======== PAGE TEXT ========
On several occasions, in recent days, I’ve come to the realisation that something I’ve been taught was wrong.
Take this most recent scenario:
A former colleague retweets this post:
Being of sound mind, I decide to check it out.
Can this be true?
For those of you who haven’t managed to make the link Tuckman Theory is the model for teams that goes through the Forming, Storming, Norming, Performing phases (F.S.N.P.). From experience the whole F.S.N.P. thing appears to work for many of the teams that I’ve been involved in. Teams spend a whole heap of time at the beginning trying to work out who they are, why they exist, and how they are going to work together. Those same teams eventually get to a place where they are highly productive (sometimes).
Time to do a bit of digging into the research. It didn’t take long to find reliable evidence that F.S.N.P isn’t a great model for how teams come together. Bother. I’m wrong. I don’t like being wrong.
How am I going to cope with this news? How am I going to respond?
I suppose I could look to the Kubler-Ross Model with its five-stages of grief. Surely that’s safe? Apparently not, there doesn’t appear to be any evidence for the five-stages either. Bother, bother, I’m wrong, again.
This post isn’t about F.S.N.P., or Kubler-Ross, it isn’t even a post about how all models are wrong, it’s a post about the process of changing our understanding.
How am I supposed to process these, and many other, changes to long held understanding? How do I even know what needs to change, or what to change them to?
Perhaps the easiest thing to do is to ignore the new evidence when it comes up and carry on as if nothing has changed. At one level Kubler-Ross hasn’t had that big an impact on my life, but how would I know? It may have influenced the way that I’ve behaved in situations where a different approach may have resulted in a different outcome. What if this wrong thinking has closed a door that would have stayed open had I approached it in a different way? Every one of these models sit amongst a web of other understanding, they aren’t self-contained boxes of knowledge they each interact with all the others. What if F.S.N.P. together with another untruth create in me an understanding that is outright dangerous?
Ignoring the problem doesn’t sit well with my deep need for truth. Even if it requires work and even if the impact is small, I still need to change my understanding.
======== SUPPLIED ENTRIES ========
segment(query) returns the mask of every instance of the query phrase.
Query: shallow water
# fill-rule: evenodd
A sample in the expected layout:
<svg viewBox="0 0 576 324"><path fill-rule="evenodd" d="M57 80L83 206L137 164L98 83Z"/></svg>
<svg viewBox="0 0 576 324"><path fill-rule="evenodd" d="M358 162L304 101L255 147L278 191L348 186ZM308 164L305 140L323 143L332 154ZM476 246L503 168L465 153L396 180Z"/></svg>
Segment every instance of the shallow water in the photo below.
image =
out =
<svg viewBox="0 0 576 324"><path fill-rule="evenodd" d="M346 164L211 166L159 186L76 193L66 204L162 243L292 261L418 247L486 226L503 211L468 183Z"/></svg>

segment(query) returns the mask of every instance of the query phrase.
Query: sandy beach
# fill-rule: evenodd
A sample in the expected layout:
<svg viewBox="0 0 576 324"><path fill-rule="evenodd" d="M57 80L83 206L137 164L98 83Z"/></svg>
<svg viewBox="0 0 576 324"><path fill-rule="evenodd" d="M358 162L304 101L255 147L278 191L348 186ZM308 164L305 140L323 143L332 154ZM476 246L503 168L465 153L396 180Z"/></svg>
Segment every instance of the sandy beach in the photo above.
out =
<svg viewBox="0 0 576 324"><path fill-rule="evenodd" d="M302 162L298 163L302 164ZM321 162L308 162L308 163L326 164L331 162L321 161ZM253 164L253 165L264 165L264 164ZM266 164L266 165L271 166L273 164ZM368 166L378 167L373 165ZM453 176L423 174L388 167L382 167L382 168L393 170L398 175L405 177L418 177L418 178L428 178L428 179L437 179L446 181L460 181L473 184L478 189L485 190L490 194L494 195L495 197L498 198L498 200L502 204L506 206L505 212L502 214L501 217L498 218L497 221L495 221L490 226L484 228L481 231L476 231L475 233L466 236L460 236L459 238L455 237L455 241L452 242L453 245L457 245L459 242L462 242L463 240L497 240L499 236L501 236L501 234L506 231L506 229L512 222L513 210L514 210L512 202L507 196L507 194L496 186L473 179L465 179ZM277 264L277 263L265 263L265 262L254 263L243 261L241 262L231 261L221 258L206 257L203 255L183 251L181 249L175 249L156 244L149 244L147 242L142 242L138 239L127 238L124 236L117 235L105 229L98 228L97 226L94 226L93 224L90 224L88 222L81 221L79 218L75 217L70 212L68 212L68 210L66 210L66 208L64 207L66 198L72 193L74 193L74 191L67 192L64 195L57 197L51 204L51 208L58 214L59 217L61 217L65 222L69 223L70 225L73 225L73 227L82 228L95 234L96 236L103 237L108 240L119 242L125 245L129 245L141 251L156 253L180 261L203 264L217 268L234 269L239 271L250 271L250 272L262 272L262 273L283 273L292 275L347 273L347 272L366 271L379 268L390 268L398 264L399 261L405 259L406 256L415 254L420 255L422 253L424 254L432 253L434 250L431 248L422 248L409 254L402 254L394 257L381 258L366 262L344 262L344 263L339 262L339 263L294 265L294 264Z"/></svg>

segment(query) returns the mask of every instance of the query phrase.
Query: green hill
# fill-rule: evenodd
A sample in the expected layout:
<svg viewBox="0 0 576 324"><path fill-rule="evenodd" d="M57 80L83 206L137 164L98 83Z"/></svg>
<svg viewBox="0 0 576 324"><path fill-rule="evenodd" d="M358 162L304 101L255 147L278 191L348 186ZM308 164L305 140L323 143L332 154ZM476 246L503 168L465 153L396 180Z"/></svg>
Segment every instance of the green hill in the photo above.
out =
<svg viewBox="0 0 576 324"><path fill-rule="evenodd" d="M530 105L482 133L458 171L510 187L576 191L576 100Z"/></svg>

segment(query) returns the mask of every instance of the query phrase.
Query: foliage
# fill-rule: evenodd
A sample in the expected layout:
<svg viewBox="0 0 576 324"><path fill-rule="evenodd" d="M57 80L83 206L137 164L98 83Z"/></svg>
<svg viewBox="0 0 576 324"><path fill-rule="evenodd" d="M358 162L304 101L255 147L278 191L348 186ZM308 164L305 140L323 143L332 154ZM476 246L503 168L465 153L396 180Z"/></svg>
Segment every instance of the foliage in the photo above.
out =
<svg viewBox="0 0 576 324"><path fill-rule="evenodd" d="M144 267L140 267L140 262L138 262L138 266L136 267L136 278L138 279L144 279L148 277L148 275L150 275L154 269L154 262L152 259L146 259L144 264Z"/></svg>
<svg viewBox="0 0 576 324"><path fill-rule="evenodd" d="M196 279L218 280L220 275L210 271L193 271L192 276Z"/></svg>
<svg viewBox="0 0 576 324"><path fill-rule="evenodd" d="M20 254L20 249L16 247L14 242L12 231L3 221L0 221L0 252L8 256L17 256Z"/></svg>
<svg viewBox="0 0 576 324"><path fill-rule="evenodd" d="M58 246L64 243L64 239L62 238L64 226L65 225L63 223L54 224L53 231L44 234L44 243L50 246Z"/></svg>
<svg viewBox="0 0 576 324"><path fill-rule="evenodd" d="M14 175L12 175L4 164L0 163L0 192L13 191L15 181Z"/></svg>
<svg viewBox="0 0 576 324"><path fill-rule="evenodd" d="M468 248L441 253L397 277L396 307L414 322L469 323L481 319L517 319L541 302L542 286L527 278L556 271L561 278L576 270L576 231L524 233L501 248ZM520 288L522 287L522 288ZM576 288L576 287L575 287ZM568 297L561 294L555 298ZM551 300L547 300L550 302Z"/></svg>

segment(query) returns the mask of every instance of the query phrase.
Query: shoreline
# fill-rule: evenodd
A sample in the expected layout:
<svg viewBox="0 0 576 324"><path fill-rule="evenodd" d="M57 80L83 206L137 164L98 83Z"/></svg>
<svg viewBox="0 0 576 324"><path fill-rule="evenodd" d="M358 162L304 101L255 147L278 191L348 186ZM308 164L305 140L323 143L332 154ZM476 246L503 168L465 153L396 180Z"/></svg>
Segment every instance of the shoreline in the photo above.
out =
========
======== SUPPLIED ENTRIES ========
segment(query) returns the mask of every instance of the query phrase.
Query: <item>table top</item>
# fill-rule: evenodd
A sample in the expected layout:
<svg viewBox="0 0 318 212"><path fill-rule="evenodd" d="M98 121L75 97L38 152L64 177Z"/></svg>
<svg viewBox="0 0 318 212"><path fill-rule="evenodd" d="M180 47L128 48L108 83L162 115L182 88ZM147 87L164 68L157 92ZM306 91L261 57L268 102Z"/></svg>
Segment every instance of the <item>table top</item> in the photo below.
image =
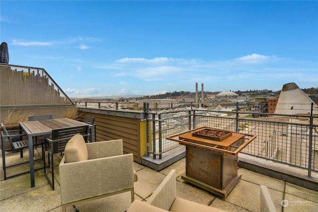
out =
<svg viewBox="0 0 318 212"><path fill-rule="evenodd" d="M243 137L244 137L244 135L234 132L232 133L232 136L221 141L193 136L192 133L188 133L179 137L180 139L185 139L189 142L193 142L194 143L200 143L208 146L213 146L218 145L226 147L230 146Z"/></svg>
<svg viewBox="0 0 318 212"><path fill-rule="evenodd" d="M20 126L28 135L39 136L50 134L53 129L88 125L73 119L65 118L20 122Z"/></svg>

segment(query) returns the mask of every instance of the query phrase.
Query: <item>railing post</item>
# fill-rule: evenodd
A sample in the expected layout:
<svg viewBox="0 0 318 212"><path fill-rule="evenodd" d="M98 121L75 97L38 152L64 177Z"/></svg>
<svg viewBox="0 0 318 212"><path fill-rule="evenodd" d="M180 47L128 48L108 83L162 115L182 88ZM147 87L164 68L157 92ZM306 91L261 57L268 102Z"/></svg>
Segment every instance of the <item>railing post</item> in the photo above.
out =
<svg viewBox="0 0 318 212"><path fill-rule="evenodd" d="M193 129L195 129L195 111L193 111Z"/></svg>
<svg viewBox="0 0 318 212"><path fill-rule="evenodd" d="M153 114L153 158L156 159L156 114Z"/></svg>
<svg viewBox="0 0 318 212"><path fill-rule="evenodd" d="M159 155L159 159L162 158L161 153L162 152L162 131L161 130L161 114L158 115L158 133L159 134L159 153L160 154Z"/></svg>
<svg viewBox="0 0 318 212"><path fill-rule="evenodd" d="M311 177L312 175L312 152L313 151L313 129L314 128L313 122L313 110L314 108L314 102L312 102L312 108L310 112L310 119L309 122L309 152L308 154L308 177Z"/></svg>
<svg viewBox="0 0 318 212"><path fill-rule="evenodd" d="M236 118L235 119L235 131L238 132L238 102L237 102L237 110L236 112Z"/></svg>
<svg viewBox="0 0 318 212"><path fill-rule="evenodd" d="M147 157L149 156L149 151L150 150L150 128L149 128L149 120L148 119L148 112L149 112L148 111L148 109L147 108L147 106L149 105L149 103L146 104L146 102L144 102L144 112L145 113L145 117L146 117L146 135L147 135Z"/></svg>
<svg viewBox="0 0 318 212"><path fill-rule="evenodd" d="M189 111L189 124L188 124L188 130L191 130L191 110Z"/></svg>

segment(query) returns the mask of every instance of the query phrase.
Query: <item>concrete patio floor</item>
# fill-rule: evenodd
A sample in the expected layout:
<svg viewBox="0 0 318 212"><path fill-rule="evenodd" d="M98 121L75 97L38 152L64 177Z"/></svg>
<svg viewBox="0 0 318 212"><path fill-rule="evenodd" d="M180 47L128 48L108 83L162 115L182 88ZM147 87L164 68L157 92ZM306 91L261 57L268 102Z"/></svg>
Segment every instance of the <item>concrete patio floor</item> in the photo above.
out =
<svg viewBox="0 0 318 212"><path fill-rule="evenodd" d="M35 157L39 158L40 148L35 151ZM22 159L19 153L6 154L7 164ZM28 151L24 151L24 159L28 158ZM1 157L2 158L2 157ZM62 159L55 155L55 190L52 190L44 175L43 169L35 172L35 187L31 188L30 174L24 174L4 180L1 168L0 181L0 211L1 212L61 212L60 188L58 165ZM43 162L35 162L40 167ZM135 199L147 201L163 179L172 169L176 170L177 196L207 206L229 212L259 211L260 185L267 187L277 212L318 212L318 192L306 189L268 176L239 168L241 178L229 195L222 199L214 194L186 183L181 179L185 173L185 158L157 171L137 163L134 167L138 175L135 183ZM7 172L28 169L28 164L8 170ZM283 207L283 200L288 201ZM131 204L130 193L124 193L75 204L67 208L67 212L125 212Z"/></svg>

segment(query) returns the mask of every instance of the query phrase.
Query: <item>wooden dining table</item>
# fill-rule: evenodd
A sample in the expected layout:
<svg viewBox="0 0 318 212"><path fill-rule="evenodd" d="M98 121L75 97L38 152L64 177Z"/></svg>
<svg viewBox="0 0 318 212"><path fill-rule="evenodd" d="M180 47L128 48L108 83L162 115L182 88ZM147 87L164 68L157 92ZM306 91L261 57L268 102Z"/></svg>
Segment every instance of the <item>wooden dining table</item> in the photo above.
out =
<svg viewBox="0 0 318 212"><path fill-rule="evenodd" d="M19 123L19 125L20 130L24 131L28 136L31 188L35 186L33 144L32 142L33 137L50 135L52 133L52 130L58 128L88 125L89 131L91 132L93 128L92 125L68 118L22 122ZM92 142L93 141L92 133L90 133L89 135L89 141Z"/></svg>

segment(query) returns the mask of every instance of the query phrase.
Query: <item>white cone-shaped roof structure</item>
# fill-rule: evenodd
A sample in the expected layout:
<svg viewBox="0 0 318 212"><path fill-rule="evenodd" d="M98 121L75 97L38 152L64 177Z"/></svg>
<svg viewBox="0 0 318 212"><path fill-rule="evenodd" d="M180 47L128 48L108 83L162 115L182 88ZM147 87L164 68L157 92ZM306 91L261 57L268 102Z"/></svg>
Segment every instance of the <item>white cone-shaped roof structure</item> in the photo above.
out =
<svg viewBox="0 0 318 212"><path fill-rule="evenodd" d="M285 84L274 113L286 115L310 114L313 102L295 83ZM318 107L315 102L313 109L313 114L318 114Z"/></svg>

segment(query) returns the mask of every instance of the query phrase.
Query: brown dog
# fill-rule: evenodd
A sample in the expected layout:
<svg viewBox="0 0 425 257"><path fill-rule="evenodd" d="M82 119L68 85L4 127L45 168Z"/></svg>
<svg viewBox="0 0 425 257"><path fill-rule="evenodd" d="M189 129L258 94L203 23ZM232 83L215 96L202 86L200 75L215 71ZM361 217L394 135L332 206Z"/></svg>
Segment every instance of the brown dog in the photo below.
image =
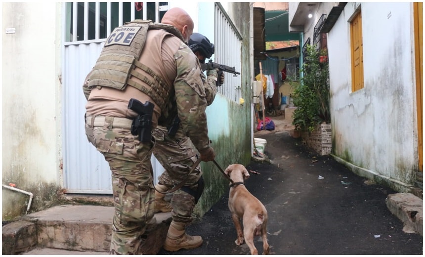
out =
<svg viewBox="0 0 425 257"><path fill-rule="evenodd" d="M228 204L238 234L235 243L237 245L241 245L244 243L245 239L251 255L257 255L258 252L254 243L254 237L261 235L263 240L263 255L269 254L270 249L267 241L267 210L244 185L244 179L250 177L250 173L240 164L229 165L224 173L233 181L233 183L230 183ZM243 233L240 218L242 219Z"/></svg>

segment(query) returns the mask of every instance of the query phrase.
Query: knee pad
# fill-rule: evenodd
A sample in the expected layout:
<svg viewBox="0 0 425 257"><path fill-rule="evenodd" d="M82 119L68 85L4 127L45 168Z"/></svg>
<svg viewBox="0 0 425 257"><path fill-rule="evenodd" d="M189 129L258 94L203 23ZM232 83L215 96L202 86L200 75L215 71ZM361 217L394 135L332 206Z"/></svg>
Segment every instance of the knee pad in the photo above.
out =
========
### JOBS
(a) Answer these about the post on changing your understanding:
(i) What four phases does the model for teams in Tuckman Theory go through?
(ii) Which model with five stages of grief does the writer consider turning to?
(iii) What does the writer say is perhaps the easiest thing to do when new evidence comes up?
(b) Print the stretch of the post from "How am I supposed" through "change them to?".
The records have nothing to do with this.

### ANSWERS FOR THE EXERCISE
(a)
(i) Forming, Storming, Norming, Performing.
(ii) The Kubler-Ross Model.
(iii) To ignore the new evidence and carry on as if nothing has changed.

(b)
How am I supposed to process these, and many other, changes to long held understanding? How do I even know what needs to change, or what to change them to?